How many lines of the records below contain the string "query", with case counting? Reply with the number alone.

Start DATA FOR THE TASK

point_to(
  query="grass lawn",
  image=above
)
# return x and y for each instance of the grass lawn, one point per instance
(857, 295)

End DATA FOR THE TASK
Start DATA FOR THE TASK

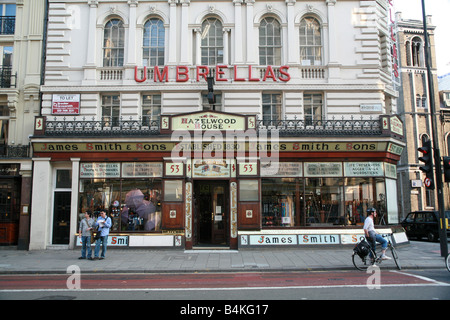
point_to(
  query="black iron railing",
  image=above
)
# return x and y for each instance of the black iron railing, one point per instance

End DATA FOR THE TASK

- _FINISHED TASK_:
2